__Objective__
Report every line of the data below that contains the word "black". Case counts.

__The records__

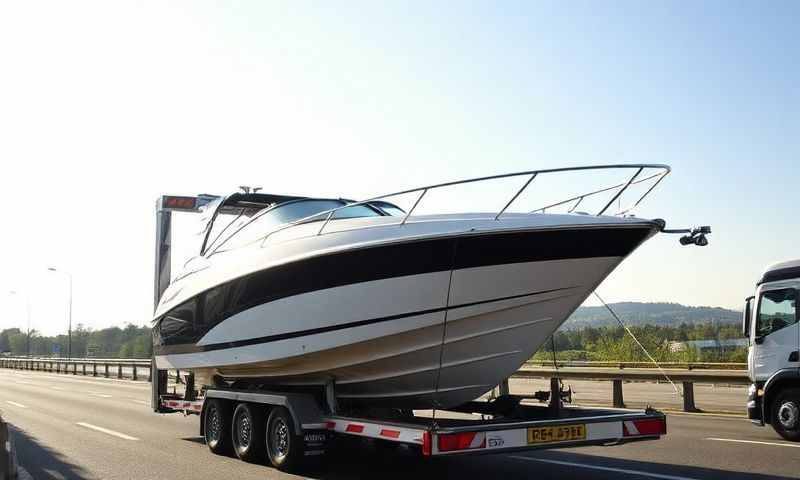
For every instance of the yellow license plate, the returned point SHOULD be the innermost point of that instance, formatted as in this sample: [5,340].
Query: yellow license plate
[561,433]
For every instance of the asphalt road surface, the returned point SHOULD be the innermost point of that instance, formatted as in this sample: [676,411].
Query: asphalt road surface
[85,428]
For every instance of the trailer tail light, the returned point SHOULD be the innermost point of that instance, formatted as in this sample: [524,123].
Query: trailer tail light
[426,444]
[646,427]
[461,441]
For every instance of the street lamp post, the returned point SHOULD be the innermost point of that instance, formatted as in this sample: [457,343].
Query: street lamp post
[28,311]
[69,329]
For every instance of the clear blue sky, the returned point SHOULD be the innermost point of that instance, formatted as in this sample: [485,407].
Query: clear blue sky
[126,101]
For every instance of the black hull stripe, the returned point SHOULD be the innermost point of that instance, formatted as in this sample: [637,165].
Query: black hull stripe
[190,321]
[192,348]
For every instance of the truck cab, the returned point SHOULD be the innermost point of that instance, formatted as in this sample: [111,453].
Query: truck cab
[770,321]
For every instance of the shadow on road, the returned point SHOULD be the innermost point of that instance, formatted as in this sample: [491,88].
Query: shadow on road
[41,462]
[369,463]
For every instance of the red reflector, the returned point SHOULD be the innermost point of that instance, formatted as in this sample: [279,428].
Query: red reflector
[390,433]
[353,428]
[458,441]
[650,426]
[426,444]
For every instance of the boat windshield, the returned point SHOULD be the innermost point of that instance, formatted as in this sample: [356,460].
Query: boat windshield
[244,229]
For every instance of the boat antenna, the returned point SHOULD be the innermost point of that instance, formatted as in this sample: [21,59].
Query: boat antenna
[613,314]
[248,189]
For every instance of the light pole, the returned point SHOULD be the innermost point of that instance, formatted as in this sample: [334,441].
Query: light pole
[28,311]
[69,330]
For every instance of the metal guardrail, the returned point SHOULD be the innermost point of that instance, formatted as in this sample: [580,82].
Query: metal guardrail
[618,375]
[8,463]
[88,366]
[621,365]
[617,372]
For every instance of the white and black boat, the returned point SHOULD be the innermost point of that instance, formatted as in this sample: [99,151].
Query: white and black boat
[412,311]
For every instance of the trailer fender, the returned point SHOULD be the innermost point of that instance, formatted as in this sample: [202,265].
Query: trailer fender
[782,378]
--
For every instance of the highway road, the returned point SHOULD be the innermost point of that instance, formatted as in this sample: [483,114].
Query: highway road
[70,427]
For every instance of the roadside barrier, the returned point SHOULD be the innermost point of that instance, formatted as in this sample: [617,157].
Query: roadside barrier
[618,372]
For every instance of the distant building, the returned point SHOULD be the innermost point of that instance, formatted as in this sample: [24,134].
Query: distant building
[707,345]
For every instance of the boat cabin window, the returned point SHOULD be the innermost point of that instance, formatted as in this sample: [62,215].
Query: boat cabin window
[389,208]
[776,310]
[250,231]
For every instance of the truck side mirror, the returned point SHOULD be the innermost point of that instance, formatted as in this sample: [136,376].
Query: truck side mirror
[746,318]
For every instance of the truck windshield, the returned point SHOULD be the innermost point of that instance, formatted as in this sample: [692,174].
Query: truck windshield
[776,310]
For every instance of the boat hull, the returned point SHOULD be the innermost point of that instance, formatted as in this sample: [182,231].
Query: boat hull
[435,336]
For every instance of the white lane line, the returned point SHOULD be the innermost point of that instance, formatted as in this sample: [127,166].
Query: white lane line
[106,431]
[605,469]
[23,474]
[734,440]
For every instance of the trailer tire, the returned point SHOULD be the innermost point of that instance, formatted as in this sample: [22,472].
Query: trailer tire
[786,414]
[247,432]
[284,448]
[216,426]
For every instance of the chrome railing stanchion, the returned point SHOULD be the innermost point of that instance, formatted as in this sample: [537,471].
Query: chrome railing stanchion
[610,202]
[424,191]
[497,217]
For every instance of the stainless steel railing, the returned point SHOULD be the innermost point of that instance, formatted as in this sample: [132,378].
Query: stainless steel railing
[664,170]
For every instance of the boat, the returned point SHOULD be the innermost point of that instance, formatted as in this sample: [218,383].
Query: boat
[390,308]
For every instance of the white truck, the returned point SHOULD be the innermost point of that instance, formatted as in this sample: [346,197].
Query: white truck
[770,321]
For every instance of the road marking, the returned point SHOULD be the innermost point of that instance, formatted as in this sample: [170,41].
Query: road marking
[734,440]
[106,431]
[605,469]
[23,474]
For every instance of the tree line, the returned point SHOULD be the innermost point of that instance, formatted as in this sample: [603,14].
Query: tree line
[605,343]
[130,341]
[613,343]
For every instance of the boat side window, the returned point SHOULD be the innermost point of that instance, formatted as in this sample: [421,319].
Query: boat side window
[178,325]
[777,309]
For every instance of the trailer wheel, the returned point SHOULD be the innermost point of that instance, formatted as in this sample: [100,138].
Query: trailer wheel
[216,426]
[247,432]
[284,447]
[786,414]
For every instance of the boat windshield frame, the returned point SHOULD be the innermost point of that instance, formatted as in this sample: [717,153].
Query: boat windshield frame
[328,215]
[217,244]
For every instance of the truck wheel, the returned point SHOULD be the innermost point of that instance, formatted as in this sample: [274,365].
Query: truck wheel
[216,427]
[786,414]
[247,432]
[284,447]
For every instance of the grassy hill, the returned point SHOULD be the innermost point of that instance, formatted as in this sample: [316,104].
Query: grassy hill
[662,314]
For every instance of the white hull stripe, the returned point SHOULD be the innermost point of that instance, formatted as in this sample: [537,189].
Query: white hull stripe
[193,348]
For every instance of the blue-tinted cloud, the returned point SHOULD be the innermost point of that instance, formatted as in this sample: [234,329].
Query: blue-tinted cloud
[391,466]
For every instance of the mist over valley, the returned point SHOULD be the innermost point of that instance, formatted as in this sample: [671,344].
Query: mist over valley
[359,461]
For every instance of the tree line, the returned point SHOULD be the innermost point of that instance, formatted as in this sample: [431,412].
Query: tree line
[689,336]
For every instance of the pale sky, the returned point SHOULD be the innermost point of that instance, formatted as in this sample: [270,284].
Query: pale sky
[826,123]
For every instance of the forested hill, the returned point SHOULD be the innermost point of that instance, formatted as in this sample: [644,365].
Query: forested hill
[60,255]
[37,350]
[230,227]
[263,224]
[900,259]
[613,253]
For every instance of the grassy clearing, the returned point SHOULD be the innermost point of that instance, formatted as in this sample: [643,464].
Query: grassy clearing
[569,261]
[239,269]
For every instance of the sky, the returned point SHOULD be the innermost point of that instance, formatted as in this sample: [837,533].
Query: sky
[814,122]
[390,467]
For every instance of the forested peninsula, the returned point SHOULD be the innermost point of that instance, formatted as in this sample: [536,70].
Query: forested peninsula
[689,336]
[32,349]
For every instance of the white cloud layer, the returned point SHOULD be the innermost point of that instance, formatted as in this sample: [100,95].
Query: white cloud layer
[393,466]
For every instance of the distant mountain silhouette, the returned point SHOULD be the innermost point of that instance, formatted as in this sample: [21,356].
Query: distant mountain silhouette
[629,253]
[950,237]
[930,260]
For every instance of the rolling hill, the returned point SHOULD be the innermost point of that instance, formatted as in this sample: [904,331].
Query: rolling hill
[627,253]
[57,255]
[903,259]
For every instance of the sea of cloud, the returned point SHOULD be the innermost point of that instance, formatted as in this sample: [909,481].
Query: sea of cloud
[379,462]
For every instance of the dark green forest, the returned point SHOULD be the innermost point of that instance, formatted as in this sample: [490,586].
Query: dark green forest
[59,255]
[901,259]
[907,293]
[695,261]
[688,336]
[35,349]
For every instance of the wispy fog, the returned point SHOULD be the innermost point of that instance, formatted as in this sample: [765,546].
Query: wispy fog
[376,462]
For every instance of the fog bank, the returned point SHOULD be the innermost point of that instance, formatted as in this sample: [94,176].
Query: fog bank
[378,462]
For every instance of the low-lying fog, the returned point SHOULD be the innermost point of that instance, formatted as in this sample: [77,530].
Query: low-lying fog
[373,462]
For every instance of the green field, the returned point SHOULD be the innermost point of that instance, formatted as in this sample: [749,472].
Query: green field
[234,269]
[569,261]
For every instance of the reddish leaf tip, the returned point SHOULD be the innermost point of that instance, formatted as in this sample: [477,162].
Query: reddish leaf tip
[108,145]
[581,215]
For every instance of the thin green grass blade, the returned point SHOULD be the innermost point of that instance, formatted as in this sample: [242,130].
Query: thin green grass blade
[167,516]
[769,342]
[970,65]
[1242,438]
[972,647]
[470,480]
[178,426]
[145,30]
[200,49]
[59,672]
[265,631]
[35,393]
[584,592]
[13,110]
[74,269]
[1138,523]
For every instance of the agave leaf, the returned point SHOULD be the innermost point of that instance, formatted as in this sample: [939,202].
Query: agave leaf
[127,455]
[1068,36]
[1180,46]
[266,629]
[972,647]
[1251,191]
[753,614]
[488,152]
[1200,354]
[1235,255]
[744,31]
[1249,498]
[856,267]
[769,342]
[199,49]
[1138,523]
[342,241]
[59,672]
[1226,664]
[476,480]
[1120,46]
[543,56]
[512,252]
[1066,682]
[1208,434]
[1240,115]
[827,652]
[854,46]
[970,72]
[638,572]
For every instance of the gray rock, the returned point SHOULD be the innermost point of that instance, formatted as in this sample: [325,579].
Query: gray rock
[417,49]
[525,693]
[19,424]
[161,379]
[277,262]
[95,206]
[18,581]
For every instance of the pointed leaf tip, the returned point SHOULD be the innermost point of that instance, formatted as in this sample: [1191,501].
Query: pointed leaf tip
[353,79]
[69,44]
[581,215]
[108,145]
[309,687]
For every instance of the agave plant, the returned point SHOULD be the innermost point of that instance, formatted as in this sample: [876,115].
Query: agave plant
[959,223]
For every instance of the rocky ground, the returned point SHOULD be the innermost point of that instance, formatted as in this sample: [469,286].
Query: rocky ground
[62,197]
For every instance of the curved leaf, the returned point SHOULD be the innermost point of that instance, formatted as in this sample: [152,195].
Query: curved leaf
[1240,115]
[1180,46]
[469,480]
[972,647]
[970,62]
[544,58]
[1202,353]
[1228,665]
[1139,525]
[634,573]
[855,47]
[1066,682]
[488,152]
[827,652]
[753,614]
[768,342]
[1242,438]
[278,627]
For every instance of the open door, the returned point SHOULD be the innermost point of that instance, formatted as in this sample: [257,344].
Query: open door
---
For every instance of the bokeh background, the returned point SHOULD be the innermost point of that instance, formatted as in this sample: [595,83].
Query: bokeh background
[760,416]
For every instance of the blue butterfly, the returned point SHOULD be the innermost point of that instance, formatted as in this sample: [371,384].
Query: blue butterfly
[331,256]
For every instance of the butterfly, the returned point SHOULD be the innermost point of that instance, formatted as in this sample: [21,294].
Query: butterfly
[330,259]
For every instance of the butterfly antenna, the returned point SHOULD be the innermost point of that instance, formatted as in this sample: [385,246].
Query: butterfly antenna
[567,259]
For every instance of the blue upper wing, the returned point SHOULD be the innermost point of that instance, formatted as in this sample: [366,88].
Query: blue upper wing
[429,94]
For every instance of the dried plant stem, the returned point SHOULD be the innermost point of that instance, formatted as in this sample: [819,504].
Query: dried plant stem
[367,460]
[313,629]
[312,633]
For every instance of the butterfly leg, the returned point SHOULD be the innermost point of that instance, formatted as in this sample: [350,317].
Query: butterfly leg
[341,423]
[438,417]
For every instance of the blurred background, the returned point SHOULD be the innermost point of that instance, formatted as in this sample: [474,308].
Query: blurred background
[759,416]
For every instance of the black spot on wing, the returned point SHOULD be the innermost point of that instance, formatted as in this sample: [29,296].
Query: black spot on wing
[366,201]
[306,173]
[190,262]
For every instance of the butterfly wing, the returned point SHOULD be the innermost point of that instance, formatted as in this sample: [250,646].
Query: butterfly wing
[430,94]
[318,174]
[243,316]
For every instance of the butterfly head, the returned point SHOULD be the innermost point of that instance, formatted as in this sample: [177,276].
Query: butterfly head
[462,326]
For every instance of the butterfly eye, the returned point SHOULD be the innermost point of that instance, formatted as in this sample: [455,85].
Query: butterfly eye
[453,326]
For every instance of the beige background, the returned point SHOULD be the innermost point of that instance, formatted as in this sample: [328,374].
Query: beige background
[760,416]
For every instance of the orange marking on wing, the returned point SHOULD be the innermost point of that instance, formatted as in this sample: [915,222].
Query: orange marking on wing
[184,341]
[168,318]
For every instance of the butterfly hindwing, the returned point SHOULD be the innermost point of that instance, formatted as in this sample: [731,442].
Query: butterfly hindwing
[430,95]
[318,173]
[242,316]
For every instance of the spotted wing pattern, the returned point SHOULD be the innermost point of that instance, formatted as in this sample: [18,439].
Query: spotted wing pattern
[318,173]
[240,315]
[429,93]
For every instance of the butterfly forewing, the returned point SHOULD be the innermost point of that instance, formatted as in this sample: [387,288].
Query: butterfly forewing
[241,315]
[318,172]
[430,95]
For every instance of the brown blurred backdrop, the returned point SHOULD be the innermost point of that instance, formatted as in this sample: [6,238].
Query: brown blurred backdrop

__Answer to the problem__
For every instance of the black hull stripe, the returned point SHOULD be the innermost point of that instance, formatted as in this sample: [637,165].
Query: black hull stripe
For every instance of the white and black boat, the returned point SHOULD be the innermost point of that instance, formatted as in this sample: [99,151].
Query: white and black boat
For every instance of the black spot on wing, the returned point SHOULD be the innermost point of that instance, formatted as in this sample: [29,296].
Query: black spot on wing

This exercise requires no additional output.